New research at the Pediatric Academic Societies 2016 Meeting suggests that to predict -- and possibly prevent -- severe asthma attacks in a community, physicians can look for clues in social media.
For the study, "The Twitter Asthma Pulse: Using Real-Time Twitter Data to Prospectively Predict Asthma Emergency Department Visits or Hospital Admissions in a Population," researchers collected tweets posted between October 2013 and June 2014 and narrowed them down to the 3,810 that mentioned asthma attacks and that originated in the Dallas-Fort Worth area. During the same time period, incidence of asthma-related emergency department visits and hospitalizations across the region area were recorded.
When the number of asthma-related tweets increased in a given week, the researchers found, the number of asthma emergency department visits or hospitalizations increased proportionally during the following week.
"If the number of asthma-related tweets increased by 20 in a given week, for example, we would expect asthma-related emergency department visits or hospitalizations to increase by 12 in the following week," said lead researcher Yolande Mfondoum Pengetnze, MD, medical director at Parkland Center for Clinical Innovation (PCCI), a non-profit research and development corporation in Dallas. "This is an important finding that can change the way health departments and other healthcare stakeholders monitor asthma activity in a community."
Currently, Dr. Pengetnze said, asthma activity in a community is usually measured after emergency department visits or hospitalizations already have occurred.

# Data supplied:
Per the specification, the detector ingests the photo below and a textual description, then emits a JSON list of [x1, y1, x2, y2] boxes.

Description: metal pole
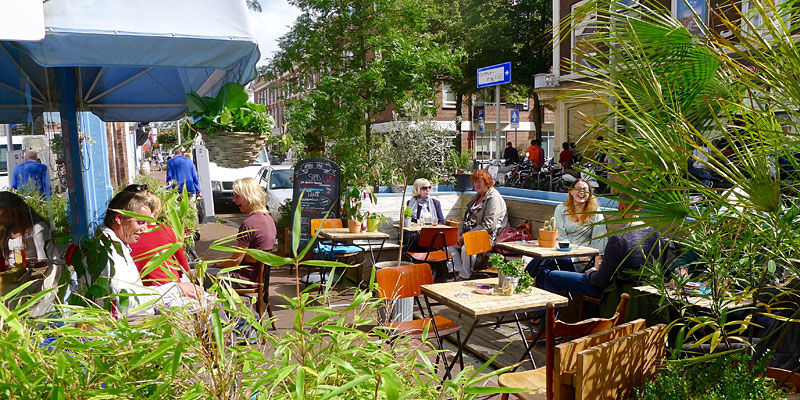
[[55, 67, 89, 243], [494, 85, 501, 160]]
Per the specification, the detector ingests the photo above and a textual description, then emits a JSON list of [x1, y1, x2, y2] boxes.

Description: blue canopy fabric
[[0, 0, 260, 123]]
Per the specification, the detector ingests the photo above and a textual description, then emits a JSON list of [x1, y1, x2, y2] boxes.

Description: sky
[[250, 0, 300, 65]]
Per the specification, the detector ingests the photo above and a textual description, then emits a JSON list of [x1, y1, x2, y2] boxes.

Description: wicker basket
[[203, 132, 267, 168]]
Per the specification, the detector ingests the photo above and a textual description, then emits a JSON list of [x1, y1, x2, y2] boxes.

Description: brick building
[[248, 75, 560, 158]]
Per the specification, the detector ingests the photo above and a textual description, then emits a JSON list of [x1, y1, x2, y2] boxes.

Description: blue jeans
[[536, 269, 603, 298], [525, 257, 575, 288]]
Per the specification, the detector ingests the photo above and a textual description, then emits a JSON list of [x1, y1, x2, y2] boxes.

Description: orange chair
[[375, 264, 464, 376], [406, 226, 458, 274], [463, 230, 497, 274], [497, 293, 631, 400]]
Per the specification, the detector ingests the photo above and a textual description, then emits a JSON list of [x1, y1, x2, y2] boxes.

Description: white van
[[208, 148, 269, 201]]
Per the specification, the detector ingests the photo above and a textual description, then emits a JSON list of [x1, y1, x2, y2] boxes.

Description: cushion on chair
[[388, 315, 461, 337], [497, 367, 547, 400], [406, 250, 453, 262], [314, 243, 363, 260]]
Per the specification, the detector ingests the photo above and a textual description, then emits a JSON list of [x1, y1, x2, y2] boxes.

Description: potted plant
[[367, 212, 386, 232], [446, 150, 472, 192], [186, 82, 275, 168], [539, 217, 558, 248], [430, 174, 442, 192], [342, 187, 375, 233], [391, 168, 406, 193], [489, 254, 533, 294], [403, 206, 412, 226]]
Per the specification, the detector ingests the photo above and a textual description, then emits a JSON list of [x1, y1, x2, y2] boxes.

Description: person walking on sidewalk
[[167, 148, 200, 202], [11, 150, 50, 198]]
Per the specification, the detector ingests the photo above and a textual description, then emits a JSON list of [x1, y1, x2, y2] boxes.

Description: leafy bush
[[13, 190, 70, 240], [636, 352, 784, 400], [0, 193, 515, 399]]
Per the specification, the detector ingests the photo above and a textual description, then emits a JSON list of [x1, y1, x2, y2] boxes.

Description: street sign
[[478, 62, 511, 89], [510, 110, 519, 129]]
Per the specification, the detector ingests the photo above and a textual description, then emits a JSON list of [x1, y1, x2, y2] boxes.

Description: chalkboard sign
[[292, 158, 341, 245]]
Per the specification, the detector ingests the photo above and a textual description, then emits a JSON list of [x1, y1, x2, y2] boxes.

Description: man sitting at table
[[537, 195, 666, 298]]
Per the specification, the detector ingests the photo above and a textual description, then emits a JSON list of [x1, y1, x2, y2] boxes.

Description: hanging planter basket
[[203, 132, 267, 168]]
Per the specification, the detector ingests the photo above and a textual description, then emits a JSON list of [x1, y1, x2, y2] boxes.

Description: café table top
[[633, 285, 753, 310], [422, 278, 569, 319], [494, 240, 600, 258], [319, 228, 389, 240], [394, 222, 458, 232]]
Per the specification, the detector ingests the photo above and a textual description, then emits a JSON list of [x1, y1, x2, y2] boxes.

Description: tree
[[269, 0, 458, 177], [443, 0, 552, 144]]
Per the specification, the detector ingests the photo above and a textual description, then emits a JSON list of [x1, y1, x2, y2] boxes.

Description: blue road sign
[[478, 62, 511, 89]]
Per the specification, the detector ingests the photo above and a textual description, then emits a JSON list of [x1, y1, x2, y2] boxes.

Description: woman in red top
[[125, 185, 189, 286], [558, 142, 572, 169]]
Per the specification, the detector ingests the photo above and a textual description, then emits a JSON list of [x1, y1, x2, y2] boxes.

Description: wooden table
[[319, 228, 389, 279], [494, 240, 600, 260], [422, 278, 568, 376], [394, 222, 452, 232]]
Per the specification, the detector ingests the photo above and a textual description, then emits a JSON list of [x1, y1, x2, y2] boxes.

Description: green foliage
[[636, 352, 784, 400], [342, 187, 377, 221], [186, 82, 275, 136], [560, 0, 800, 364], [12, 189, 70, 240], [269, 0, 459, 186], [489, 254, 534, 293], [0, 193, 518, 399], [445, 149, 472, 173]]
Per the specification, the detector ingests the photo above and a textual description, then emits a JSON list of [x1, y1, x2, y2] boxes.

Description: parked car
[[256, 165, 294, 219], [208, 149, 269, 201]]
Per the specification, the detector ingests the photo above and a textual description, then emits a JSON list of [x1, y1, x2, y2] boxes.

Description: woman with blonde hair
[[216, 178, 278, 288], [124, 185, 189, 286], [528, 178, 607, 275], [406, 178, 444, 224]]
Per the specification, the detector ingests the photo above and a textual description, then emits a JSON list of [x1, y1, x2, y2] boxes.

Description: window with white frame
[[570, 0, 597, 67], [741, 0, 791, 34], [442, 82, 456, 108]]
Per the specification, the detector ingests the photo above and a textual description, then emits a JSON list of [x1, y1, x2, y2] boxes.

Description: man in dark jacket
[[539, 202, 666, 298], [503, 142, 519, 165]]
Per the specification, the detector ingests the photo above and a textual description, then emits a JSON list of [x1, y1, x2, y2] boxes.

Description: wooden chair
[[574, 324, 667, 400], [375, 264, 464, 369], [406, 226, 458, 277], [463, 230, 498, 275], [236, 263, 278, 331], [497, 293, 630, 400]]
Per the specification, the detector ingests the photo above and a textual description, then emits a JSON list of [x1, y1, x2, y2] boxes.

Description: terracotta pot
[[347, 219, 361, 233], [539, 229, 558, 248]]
...
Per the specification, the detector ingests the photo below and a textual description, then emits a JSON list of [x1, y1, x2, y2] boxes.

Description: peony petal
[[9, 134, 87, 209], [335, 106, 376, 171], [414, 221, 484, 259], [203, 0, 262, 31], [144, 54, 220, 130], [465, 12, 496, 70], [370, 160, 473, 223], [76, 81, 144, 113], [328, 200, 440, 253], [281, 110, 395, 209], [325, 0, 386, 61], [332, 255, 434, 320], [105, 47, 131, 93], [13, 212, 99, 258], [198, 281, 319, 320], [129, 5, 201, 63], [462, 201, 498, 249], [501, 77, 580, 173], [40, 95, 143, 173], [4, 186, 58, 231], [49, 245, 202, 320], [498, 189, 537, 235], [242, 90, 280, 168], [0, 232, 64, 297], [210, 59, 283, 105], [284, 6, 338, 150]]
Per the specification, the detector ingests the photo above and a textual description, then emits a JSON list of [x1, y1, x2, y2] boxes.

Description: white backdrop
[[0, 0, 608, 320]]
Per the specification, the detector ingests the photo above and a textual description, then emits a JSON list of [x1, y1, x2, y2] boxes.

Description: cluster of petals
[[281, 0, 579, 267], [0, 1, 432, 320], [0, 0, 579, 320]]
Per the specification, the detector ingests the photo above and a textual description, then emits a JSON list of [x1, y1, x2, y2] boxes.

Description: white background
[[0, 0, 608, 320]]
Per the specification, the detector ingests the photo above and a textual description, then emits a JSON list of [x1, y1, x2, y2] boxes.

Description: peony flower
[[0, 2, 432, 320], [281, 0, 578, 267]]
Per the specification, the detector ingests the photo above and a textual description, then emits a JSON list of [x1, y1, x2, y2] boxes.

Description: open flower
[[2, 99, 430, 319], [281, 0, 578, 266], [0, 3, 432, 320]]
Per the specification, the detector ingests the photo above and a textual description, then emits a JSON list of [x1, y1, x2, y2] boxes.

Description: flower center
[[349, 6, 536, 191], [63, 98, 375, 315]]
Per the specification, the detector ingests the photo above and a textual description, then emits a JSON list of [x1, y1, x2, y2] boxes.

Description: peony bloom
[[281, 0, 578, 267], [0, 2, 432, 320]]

# Exercise goal:
Please write the next part of the article on the Twitter asthma study, beginning after its final sentence. The records are taken from a different source than the text.

# Answer for the task:
"By using real-time Twitter activity," she said, "health departments could actually anticipate asthma ED visits or hospitalizations in the following days and possibly intervene before some of them occur. For instance, a notification might be sent by the health department when there is an increase in asthma-related tweets in the community, giving people with asthma a heads-up to take necessary precautions, like avoiding exposure to asthma triggers or being more assiduous in taking their asthma medications." In turn, she said, this could help prevent some asthma flare-ups, improve people's health and decrease the number of asthma-related emergency department visits and hospitalizations.
"We live in the era of Big Data," said study co-author Sudha Ram, PhD, referring to increasingly immense sets of information that lends itself well to analysis revealing patterns of human behavior. "Our research is innovative and unique because it harnesses the power of Big Data from social media and other sources to address the problem of anticipating emergency department visits for a chronic condition, in this case asthma, in close to real-time conditions. We believe this work paves the way to address signal extraction and prediction for other chronic conditions and goes beyond current work that mostly looks at infectious conditions."